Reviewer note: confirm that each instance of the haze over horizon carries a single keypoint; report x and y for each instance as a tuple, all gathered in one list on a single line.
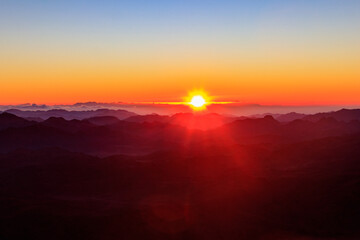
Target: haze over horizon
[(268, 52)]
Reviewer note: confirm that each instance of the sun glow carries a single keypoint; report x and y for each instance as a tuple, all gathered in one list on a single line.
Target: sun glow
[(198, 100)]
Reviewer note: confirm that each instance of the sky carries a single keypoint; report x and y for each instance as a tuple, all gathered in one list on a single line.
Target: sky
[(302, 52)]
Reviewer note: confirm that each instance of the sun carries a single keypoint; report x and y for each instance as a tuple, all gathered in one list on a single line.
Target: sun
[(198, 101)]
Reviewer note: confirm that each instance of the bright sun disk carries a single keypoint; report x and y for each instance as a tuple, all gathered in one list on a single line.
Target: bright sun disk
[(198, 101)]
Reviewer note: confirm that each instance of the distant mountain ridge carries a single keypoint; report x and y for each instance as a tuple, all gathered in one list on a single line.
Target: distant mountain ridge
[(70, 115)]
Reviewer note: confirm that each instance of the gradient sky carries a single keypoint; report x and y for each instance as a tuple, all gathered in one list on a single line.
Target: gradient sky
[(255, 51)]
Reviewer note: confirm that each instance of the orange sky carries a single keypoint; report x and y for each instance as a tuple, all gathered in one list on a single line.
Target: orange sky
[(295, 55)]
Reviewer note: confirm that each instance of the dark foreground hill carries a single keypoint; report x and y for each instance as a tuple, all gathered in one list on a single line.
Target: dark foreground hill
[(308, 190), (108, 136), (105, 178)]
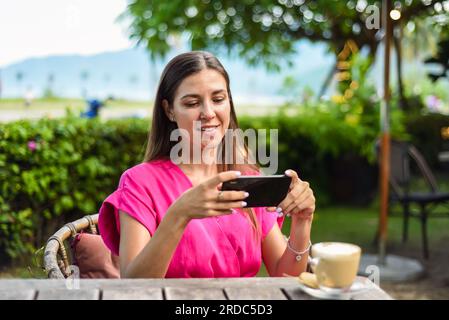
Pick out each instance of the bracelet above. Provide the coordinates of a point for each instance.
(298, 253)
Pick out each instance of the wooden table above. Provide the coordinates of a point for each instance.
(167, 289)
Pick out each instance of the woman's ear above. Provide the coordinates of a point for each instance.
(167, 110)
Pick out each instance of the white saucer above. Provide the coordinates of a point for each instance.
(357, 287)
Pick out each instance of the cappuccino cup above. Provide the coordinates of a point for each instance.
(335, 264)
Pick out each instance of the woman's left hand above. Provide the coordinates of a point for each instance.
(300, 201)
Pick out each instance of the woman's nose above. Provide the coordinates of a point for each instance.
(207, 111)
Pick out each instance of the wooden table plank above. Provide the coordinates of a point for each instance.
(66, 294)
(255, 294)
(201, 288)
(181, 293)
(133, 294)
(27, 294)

****************************************

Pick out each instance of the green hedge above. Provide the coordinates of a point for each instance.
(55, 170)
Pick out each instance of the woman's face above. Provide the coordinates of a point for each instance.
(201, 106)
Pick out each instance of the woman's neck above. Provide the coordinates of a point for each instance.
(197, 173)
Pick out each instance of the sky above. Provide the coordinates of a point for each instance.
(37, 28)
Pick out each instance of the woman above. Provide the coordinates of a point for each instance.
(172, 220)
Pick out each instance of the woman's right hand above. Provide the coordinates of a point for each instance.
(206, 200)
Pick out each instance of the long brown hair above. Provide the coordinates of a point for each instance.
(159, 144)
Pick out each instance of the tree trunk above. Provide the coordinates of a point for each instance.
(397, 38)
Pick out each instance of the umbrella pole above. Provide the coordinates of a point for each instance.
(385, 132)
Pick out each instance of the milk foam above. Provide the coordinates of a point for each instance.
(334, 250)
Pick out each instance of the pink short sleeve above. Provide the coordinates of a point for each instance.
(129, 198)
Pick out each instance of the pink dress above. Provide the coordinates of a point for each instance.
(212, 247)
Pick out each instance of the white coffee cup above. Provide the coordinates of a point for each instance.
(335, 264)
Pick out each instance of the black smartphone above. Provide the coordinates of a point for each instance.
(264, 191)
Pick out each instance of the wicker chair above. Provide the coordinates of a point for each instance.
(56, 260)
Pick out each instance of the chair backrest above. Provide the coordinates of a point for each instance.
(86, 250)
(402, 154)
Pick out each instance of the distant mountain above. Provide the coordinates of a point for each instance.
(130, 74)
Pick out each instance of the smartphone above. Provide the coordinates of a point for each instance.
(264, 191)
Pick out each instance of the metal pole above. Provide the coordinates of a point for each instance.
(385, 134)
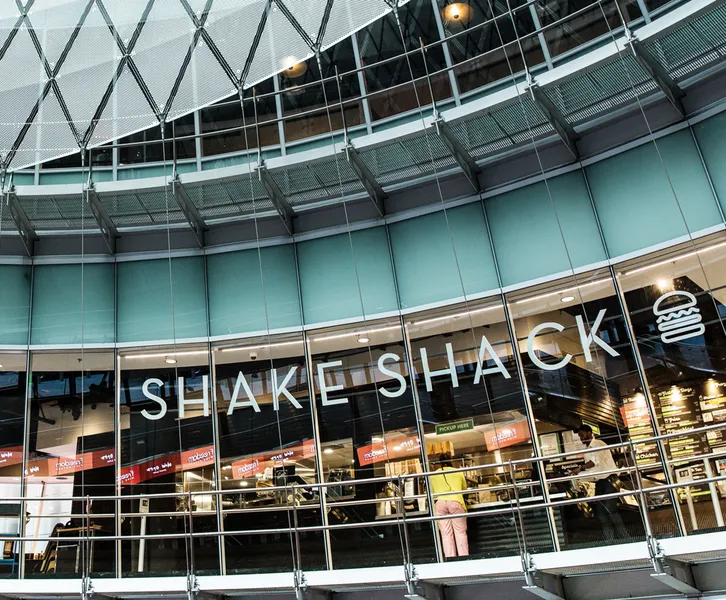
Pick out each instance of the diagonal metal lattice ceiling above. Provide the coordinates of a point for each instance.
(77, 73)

****************************************

- PROBLEM:
Reproduce the material word for word, beginning at the line that contains "Reviewer note: confirm that each instance of the haze" and stopping after the line that contains "[(302, 52)]". Leave the pictures out of your copy.

- OUTPUT OF THE TASK:
Reviewer note: confirm that each instance of the haze over horizon carries a single keypoint; report x and y for each instance as a tuple, all gathered in one list on a single line.
Target: haze over horizon
[(268, 52)]
Reviewer note: confirm that each instance of the sun glow carries a single keypoint; report x and y for each instance as a tuple, all gathered in one list on a single line.
Target: sun glow
[(198, 100)]
Reviewer note: confirm that each instance of the sky carries a single keypoint; report x and y for each instance as a tuple, all gathered in one list on a single line.
Target: sky
[(302, 52)]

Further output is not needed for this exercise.